Set down each line of the listing exactly as it reads.

§ Given data
┄┄┄┄┄┄┄┄┄┄

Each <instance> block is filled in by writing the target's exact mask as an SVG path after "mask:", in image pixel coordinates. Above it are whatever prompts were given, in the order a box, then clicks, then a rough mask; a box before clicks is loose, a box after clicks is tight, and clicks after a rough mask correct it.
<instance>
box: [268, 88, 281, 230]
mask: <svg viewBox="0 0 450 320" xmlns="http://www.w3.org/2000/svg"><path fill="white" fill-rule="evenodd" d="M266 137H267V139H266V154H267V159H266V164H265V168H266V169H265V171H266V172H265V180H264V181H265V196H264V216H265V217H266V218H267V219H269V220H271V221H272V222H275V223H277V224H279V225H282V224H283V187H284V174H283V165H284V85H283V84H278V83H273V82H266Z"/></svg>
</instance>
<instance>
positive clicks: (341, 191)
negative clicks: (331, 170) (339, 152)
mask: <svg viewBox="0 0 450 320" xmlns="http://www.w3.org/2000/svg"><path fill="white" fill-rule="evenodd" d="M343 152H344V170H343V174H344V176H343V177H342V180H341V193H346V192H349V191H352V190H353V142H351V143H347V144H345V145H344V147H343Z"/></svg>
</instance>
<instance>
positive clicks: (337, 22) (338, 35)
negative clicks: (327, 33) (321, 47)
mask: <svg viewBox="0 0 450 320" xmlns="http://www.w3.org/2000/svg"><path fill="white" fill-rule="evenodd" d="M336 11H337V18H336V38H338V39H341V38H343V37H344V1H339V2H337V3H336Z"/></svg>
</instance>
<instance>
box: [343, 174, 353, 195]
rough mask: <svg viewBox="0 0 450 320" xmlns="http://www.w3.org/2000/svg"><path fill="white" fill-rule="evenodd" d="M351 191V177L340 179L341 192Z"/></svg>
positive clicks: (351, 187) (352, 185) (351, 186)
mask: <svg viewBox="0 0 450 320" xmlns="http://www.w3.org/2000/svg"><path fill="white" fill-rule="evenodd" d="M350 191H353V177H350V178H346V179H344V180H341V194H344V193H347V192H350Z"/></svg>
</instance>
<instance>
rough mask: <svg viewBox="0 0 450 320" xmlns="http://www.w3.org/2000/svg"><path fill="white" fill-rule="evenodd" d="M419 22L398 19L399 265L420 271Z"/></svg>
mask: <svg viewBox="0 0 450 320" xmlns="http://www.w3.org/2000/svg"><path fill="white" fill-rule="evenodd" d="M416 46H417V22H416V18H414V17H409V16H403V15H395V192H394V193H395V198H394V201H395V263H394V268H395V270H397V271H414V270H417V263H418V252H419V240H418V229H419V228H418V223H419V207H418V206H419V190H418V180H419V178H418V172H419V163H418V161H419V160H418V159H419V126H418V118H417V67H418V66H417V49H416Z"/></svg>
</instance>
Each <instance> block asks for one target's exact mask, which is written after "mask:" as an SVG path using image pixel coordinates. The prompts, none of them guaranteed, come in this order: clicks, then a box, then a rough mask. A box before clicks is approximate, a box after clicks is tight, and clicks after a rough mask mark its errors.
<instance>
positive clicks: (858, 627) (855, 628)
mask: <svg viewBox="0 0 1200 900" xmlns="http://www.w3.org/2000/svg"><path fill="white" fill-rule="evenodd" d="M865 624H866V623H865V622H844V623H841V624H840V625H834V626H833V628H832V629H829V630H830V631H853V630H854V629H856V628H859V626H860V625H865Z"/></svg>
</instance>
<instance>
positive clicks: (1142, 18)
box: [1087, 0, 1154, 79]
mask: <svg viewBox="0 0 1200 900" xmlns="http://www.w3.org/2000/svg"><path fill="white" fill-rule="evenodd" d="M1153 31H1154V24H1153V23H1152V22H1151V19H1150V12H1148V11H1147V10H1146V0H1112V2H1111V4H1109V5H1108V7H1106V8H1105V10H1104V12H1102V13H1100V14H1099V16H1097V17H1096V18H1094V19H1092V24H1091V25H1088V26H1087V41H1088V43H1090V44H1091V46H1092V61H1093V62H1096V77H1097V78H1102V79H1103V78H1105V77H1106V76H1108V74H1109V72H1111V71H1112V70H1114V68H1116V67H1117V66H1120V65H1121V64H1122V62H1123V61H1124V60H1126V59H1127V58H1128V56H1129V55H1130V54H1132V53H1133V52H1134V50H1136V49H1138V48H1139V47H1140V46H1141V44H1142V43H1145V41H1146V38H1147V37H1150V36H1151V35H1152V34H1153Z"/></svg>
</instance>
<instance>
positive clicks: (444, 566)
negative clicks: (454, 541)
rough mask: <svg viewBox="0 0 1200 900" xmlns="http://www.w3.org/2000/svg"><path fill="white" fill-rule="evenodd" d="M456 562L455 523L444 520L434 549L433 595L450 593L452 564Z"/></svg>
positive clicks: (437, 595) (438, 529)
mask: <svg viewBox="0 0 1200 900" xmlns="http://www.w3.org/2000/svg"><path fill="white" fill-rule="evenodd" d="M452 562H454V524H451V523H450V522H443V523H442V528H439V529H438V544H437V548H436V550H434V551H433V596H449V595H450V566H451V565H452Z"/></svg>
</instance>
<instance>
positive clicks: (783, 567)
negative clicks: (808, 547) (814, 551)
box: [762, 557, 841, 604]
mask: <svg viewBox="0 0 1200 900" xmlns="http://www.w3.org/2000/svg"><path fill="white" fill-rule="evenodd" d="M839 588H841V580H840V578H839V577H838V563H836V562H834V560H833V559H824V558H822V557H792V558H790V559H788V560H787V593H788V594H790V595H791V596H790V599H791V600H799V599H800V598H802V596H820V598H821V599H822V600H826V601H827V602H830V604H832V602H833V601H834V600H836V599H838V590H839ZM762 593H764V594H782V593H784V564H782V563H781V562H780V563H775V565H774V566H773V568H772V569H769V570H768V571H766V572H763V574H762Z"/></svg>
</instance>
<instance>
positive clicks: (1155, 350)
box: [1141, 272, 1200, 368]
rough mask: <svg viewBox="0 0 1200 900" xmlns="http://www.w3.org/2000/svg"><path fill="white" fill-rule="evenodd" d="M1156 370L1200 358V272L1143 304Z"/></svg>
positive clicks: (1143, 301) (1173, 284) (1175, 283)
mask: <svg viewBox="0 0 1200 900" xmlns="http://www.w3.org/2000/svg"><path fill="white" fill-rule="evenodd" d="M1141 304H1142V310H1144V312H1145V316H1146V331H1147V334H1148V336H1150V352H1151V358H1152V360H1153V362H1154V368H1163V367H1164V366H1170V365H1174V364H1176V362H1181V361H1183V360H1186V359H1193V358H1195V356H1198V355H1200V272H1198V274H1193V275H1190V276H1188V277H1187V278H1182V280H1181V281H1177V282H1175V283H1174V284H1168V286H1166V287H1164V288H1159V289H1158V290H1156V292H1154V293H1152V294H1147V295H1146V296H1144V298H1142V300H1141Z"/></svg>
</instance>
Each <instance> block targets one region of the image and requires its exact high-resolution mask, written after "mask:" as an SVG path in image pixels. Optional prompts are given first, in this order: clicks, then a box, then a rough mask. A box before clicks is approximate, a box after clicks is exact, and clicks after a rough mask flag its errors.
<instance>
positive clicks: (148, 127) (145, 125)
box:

┄┄┄┄┄┄┄┄┄┄

§ Solution to this task
Each <instance> block is filled in by writing the target's exact mask as an SVG path after "mask:", in image pixel coordinates. Above it are whatever prompts were given, in the order a box, then clicks, then a rough mask; a box before clicks is loose, a box after clicks is tight, and clicks after a rough mask correct it.
<instance>
box: [268, 88, 281, 230]
mask: <svg viewBox="0 0 450 320" xmlns="http://www.w3.org/2000/svg"><path fill="white" fill-rule="evenodd" d="M266 137H267V139H266V154H267V159H266V164H265V168H266V169H265V171H266V172H265V180H264V181H265V196H264V216H265V217H266V218H267V219H269V220H271V221H272V222H275V223H277V224H279V225H282V224H283V187H284V174H283V165H284V85H283V84H278V83H273V82H266Z"/></svg>
</instance>
<instance>
positive clicks: (341, 191)
negative clicks: (331, 170) (339, 152)
mask: <svg viewBox="0 0 450 320" xmlns="http://www.w3.org/2000/svg"><path fill="white" fill-rule="evenodd" d="M343 152H344V170H343V174H344V176H343V177H342V180H341V193H346V192H349V191H352V190H353V142H351V143H347V144H345V145H344V147H343Z"/></svg>
</instance>
<instance>
positive clicks: (337, 22) (338, 35)
negative clicks: (327, 33) (321, 47)
mask: <svg viewBox="0 0 450 320" xmlns="http://www.w3.org/2000/svg"><path fill="white" fill-rule="evenodd" d="M336 11H337V18H336V38H338V39H341V38H343V37H344V1H339V2H337V3H336Z"/></svg>
</instance>
<instance>
box: [343, 174, 353, 195]
rough mask: <svg viewBox="0 0 450 320" xmlns="http://www.w3.org/2000/svg"><path fill="white" fill-rule="evenodd" d="M351 191V177L340 179L341 192Z"/></svg>
positive clicks: (351, 187) (352, 185) (351, 186)
mask: <svg viewBox="0 0 450 320" xmlns="http://www.w3.org/2000/svg"><path fill="white" fill-rule="evenodd" d="M350 191H353V177H350V178H346V179H344V180H341V194H344V193H347V192H350Z"/></svg>
</instance>
<instance>
rough mask: <svg viewBox="0 0 450 320" xmlns="http://www.w3.org/2000/svg"><path fill="white" fill-rule="evenodd" d="M419 22L398 19L399 265L420 271Z"/></svg>
mask: <svg viewBox="0 0 450 320" xmlns="http://www.w3.org/2000/svg"><path fill="white" fill-rule="evenodd" d="M416 46H417V22H416V18H414V17H409V16H403V15H395V192H394V193H395V198H394V201H395V263H394V268H395V270H397V271H414V270H417V263H418V252H419V240H418V229H419V228H418V223H419V207H418V206H419V190H418V180H419V178H418V172H419V163H418V161H419V160H418V159H419V126H418V118H417V67H418V66H417V49H416Z"/></svg>
</instance>
Each <instance> block asks for one target's exact mask, which is written after "mask:" as an SVG path using image pixel coordinates. The prompts, none of them guaranteed, come in this order: clicks, then a box, then a rough mask. A box before clicks is approximate, a box after clicks is tight, and clicks after a rough mask mark its errors.
<instance>
positive clicks: (858, 627) (855, 628)
mask: <svg viewBox="0 0 1200 900" xmlns="http://www.w3.org/2000/svg"><path fill="white" fill-rule="evenodd" d="M865 624H866V623H865V622H844V623H841V624H840V625H834V626H833V628H832V629H829V630H830V631H853V630H854V629H856V628H859V626H860V625H865Z"/></svg>
</instance>
<instance>
positive clicks: (1142, 18)
box: [1087, 0, 1154, 79]
mask: <svg viewBox="0 0 1200 900" xmlns="http://www.w3.org/2000/svg"><path fill="white" fill-rule="evenodd" d="M1153 31H1154V24H1153V23H1152V22H1151V19H1150V12H1148V11H1147V10H1146V0H1112V2H1111V4H1109V5H1108V7H1106V8H1105V10H1104V12H1102V13H1100V14H1099V16H1097V17H1096V18H1094V19H1092V24H1091V25H1088V26H1087V41H1088V43H1090V44H1091V46H1092V61H1093V62H1096V77H1097V78H1102V79H1103V78H1105V77H1106V76H1108V74H1109V72H1111V71H1112V70H1114V68H1116V67H1117V66H1120V65H1121V64H1122V62H1123V61H1124V60H1126V59H1127V58H1128V56H1129V55H1130V54H1132V53H1133V52H1134V50H1136V49H1138V48H1139V47H1140V46H1141V44H1142V43H1145V41H1146V38H1147V37H1150V36H1151V35H1152V34H1153Z"/></svg>
</instance>
<instance>
positive clicks: (444, 566)
negative clicks: (454, 541)
rough mask: <svg viewBox="0 0 1200 900" xmlns="http://www.w3.org/2000/svg"><path fill="white" fill-rule="evenodd" d="M456 562L455 523L444 520L434 549L433 595L450 593L452 564Z"/></svg>
positive clicks: (437, 595) (438, 529)
mask: <svg viewBox="0 0 1200 900" xmlns="http://www.w3.org/2000/svg"><path fill="white" fill-rule="evenodd" d="M452 562H454V524H451V523H450V522H443V523H442V528H439V529H438V544H437V548H436V550H434V551H433V596H449V595H450V566H451V565H452Z"/></svg>
</instance>
<instance>
positive clicks: (783, 567)
negative clicks: (808, 547) (814, 551)
box: [762, 557, 841, 604]
mask: <svg viewBox="0 0 1200 900" xmlns="http://www.w3.org/2000/svg"><path fill="white" fill-rule="evenodd" d="M839 588H841V580H840V578H839V577H838V563H836V562H834V560H833V559H824V558H822V557H792V558H790V559H788V560H787V593H788V594H790V595H791V596H790V599H791V600H799V599H800V598H802V596H820V598H821V599H822V600H826V601H827V602H830V604H832V602H833V601H834V600H836V599H838V590H839ZM762 593H764V594H782V593H784V564H782V563H781V562H780V563H775V565H774V566H773V568H772V569H769V570H768V571H766V572H763V574H762Z"/></svg>
</instance>
<instance>
positive clicks: (1155, 350)
box: [1141, 272, 1200, 368]
rough mask: <svg viewBox="0 0 1200 900" xmlns="http://www.w3.org/2000/svg"><path fill="white" fill-rule="evenodd" d="M1156 370L1200 358V272L1143 304Z"/></svg>
positive clicks: (1143, 301) (1173, 284) (1175, 283)
mask: <svg viewBox="0 0 1200 900" xmlns="http://www.w3.org/2000/svg"><path fill="white" fill-rule="evenodd" d="M1141 304H1142V310H1144V312H1145V316H1146V331H1147V334H1148V336H1150V352H1151V358H1152V360H1153V362H1154V368H1163V367H1164V366H1170V365H1174V364H1176V362H1181V361H1183V360H1186V359H1193V358H1195V356H1198V355H1200V272H1198V274H1193V275H1190V276H1188V277H1187V278H1182V280H1181V281H1177V282H1175V283H1174V284H1168V286H1166V287H1164V288H1159V289H1158V290H1156V292H1154V293H1152V294H1147V295H1146V296H1144V298H1142V300H1141Z"/></svg>
</instance>
Each <instance> block targets one region of the image and requires its exact high-resolution mask, written after "mask:" as an SVG path in image pixels. Optional prompts are given first, in this order: clicks, then a box, then a rough mask. A box before clicks is approximate, a box after clicks is exact, and clicks after a rough mask flag its errors.
<instance>
positive clicks: (148, 127) (145, 125)
box:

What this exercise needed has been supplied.